Teks Bacaan:
Terlepas dari segala keterbatasannya ilmu merupakan pengetahuan yang telah menunjukkan keampuhannya dalam membangun kemajuan peradaban. Kekurangan dan kelebihan ilmu harus digunakan sebagai pedoman untuk meletakkan ilmu dalam tempat yang sewajarnya, sebab hanya dengan sikap itulah, kita dapat memanfaatkan kegunaanya semaksimal mungkin bagi kemaslahatan manusia. Mengatasi harus kita sadari bahwa ilmu hanyalah sekedar alat dan semuanya tergantung kita apakah kita mempergunakan alat ini dengan baik atau tidak.
14. Struktur Pengetahuan Ilmiah
Pengetahuan yang diproses menurut metode ilmiah merupakan pengetahuan yang memenuhi syarat-syarat keilmuan, dan dengan demikian dapat disebut pengetahuan ilmiah atau ilmu. Ilmu dapat diibaratkan sebagai piramida terbalik dengan perkembangan pengetahuannya yang bersifat kumulatif di mana penemuan pengetahuan ilmiah yang satu memungkinkan penemuan pengetahuan-pengetahuan ilmiah yang lainnya.
Ilmu pada dasarnya merupakan kumpulan pengetahuan yang bersifat menjelaskan berbagai gejala alam yang memungkinkan manusia melakukan serangkaian tindakan untuk menguasai gejala tersebut berdasarkan penjelasan yang ada. Penjelasan keilmuan memungkinkan kita meramalkan apa yang akan terjadi dan berdasarkan ramalan tersebut kita bisa melakukan upaya mengontrol agar ramalan itu menjadi kenyataan atau tidak. Jadi pengetahuan ilmiah pada hakikatnya memiliki tiga fungsi, yakni menjelaskan, meramalkan dan mengontrol. Tantum possumus, ujar Francis Bacon, quantum scimus! (kita dapat melakukan sesuatu sebatas yang kita tahu!).

Perintah Tugas 1:
Menurut teks tentang pengetahuan ilmiah, apa saja tiga fungsi yang dimiliki pengetahuan ilmiah?
Perintah Tugas 2:
Ulangi bagian teks tentang pengetahuan ilmiah yang terletak antara "Terlepas dari segala" dan "baik atau tidak.", termasuk kedua bagian itu.
Perintah Tugas 3:
Sambung teks tentang pengetahuan ilmiah mulai dari sesudah kalimat terakhirnya.

Entri Tersimpan:
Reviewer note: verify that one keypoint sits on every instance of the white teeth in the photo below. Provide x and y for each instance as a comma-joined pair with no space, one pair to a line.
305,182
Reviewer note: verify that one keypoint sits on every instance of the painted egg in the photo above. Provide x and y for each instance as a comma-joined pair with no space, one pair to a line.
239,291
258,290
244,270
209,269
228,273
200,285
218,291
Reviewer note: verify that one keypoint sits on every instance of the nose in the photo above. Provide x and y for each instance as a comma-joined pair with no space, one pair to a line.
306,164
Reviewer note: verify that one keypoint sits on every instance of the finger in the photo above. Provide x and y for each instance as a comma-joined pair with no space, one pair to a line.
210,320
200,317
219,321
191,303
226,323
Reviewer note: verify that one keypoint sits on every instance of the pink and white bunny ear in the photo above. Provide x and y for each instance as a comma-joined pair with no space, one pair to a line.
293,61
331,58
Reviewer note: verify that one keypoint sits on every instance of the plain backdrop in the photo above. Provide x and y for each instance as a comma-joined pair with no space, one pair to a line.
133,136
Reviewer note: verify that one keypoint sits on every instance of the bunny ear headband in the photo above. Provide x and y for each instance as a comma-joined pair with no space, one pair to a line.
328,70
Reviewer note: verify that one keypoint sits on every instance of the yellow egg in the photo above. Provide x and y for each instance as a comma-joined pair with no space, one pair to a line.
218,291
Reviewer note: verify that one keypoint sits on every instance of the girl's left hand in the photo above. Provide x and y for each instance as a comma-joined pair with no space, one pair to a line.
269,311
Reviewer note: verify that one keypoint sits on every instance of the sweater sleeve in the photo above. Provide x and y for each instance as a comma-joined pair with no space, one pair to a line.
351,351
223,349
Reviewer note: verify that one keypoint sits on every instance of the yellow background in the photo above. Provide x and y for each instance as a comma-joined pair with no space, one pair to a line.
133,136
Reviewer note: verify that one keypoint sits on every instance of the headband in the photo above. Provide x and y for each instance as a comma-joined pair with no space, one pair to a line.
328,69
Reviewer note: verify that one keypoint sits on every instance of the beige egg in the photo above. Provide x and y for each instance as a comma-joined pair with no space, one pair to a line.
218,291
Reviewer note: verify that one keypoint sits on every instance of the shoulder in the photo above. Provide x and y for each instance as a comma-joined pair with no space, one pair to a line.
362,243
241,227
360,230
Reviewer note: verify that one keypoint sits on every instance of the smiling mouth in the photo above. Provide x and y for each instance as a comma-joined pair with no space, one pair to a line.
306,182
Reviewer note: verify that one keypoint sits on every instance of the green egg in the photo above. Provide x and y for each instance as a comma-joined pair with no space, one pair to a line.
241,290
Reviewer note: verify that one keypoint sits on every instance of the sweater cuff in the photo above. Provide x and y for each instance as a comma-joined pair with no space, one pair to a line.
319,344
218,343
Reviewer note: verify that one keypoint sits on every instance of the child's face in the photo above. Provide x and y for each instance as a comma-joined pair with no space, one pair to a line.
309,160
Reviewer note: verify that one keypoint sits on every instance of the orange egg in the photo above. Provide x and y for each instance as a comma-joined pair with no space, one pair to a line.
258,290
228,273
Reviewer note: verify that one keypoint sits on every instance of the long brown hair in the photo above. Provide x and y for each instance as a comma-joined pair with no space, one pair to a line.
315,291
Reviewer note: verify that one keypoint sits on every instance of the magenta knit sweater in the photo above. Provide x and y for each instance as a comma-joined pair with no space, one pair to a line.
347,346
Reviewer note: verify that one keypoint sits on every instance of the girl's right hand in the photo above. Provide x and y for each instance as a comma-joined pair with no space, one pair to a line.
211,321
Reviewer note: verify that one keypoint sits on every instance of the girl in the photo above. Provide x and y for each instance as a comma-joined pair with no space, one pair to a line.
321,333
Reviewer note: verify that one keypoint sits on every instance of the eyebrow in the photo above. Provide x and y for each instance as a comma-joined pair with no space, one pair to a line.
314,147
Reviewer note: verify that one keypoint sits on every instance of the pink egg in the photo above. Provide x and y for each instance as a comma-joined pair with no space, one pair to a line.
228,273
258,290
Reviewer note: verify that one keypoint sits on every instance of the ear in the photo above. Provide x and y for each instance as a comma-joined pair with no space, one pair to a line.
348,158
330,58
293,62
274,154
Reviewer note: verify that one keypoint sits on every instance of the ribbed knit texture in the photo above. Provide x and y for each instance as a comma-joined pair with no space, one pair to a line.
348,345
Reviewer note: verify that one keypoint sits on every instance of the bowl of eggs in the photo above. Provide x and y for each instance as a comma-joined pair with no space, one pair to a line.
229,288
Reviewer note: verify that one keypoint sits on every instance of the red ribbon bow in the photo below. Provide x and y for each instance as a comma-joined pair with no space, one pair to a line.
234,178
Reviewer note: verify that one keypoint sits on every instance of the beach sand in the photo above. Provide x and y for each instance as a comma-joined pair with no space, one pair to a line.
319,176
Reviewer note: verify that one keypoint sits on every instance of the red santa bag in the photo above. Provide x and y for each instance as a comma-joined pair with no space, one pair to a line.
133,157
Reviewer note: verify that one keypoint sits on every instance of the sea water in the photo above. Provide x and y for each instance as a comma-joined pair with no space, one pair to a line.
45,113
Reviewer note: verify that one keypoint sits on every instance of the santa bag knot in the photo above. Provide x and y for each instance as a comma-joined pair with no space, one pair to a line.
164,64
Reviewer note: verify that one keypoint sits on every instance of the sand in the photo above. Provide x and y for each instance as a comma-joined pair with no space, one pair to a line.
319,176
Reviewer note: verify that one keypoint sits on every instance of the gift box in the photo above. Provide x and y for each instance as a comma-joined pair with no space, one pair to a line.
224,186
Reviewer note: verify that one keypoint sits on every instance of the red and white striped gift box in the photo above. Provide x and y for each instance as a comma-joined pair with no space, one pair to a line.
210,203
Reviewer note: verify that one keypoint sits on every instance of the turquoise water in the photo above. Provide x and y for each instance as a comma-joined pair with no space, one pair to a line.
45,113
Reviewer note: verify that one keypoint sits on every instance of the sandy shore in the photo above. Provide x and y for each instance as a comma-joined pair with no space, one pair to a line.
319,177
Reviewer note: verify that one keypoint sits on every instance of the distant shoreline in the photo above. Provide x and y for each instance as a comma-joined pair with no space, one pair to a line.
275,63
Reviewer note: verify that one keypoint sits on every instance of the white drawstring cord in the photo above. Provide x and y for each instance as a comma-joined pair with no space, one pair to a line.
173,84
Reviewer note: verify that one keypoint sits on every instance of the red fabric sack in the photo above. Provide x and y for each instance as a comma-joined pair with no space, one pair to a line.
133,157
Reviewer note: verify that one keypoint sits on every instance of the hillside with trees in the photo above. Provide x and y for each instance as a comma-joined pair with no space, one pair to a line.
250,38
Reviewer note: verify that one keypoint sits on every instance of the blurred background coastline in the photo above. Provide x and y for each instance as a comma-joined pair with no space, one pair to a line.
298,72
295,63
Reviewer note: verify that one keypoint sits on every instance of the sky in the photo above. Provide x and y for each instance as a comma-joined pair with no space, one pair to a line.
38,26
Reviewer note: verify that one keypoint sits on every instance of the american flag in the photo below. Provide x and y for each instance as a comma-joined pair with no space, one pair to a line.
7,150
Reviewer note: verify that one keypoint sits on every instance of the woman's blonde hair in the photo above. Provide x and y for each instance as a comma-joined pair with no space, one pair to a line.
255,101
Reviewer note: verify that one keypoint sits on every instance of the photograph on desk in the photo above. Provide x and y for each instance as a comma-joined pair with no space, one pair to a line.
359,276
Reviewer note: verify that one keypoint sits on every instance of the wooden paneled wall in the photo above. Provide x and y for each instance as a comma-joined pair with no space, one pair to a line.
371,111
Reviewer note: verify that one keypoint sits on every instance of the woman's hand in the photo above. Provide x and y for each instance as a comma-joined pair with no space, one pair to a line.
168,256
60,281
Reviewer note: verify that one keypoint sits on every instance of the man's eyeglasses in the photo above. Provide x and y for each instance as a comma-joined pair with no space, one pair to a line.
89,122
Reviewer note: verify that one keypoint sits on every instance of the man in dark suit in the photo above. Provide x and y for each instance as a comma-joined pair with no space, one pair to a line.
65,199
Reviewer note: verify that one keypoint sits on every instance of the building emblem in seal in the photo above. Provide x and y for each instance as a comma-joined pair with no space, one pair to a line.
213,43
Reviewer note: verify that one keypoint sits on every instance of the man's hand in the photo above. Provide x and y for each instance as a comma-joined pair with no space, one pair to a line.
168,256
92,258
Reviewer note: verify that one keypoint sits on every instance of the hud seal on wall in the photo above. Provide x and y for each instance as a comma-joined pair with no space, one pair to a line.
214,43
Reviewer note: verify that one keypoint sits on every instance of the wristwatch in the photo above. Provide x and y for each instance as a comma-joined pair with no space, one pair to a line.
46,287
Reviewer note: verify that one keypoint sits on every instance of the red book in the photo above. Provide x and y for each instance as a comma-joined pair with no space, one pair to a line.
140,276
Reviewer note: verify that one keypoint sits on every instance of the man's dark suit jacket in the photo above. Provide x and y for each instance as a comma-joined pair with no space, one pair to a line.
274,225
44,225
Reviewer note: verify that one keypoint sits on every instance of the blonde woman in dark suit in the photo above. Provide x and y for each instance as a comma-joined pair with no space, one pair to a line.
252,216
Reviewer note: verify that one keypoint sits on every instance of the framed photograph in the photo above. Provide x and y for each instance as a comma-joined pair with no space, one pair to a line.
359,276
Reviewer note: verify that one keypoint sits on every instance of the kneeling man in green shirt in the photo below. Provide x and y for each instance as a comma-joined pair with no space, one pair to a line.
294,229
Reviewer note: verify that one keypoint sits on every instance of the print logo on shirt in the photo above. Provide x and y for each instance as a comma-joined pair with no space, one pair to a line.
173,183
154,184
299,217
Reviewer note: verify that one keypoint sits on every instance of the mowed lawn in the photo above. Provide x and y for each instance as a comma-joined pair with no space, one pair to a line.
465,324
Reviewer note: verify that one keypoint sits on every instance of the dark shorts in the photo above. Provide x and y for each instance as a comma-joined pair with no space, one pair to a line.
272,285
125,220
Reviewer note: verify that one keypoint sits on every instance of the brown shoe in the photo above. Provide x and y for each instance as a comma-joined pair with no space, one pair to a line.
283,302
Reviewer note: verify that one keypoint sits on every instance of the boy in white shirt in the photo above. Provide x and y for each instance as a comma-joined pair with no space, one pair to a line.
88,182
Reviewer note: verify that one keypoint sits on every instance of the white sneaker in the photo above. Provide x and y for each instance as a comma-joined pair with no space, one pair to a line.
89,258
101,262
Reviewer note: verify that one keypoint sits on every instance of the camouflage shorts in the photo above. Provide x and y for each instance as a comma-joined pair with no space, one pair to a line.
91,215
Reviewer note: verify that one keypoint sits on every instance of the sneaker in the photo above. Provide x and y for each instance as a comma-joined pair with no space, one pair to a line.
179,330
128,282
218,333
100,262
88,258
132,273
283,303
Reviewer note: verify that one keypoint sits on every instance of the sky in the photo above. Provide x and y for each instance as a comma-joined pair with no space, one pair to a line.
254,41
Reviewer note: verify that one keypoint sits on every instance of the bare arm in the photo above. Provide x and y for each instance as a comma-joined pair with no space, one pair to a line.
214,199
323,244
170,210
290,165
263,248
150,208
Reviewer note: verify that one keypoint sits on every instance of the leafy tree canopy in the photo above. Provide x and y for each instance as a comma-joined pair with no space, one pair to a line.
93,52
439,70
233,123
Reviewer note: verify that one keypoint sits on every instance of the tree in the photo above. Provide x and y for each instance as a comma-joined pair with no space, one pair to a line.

Hasil Jawaban 1:
Menjelaskan, meramalkan, dan mengontrol.

Hasil Jawaban 2:
Terlepas dari segala keterbatasannya ilmu merupakan pengetahuan yang telah menunjukkan keampuhannya dalam membangun kemajuan peradaban. Kekurangan dan kelebihan ilmu harus digunakan sebagai pedoman untuk meletakkan ilmu dalam tempat yang sewajarnya, sebab hanya dengan sikap itulah, kita dapat memanfaatkan kegunaanya semaksimal mungkin bagi kemaslahatan manusia. Mengatasi harus kita sadari bahwa ilmu hanyalah sekedar alat dan semuanya tergantung kita apakah kita mempergunakan alat ini dengan baik atau tidak.

Hasil Jawaban 3:
Secara garis besar terdapat empat jenis pola penjelasan yakni deduktif, probabilistik, fungsional atau teologis, dan genetik. Penjelasan deduktif mempergunakan cara berfikir deduktif dalam menjelaskan suatu gejala dengan menarik kesimpulan secara logis dari premis-premis yang telah ditetapkan sebelumnya. Penjelasan probabilistik merupakan penjelasan yang ditarik secara induktif dari sejumlah kasus yang dengan demikian tidak memberikan kepastian seperti penjelasan deduktif melainkan penjelasan yang bersifat peluang seperti “kemungkinn”, “kemungkinan besar” atau “hamper dapat dipastikan”. Penjelasan fungsional atau teologis merupakan penjelasan yang meletakkan sebuah unsure dalam kaitannya dengan sistem secara keseluruhan yang mempunyai karakteristik atau arah perkembangan tertentu. Penjelasan genetic mempergunakan faktor-faktor yang timbul sebelumnya dalam menjelaskan gejala yang muncul demikian.
Teori merupakan pengetahuan ilmiah yang mecakup penjelasan mengenai suatu faktor tertentu dari sebuah disiplin keilmuan. Sebenanya tujuan akhir dari tiap disiplin keilmuan adalah mengembangkan sebuah teori keilmuan yang bersifat utuh dan konsisten, namun hal ini baru dicapai oleh beberapa disiplin keilmuan saja contohnya fisika. Ilmu sosial pada kenyataannya terdiri dari berbagai teori yang tergabung dalam suatu disiplin keilmuan yang satu sama lain belum membentuk suatu perspektif teoritis yang bersifat umum. Teori-teori ini sering mempergunakan postulat dan asumsi yang berbeda satu sama lainnya.
Sebuah teori biasanya terdiri dari hukum-hukum. Hukum pada hakikatnya merupakan pernyataan yang menyatakan hubungan antara dua variabel atau lebih dalam suatu kaitan sebab akibat. Pernyataan yang mencangkup hubungan sebab akibat ini, atau dengan perkataan lain hubungan kasualita, memungkinkan kita untuk meramalkan apa yang akan terjadi sebagai akibat dari sebuah sebab.
Teori adalah pengetahuan ilmiah yang memberikan penjelasan tentang “mengapa” suatu gejala-gejala terjadi sedangkan hukum memberikan kemampuan kepada kita untuk meramalkan tentang “apa” yang mungkin terjadi. Pengetahuan ilmiah dalam bentuk teori dan hukum ini merupakan ”alat” yang dapat dipergunakan untuk mengontrol gejala alam. Pengetahuan ilmiah dalam bentuk teori dan hukum ini harus mempunyai tingkat keumuman yang tinggi, atau secara idealnya, harus bersifat universal.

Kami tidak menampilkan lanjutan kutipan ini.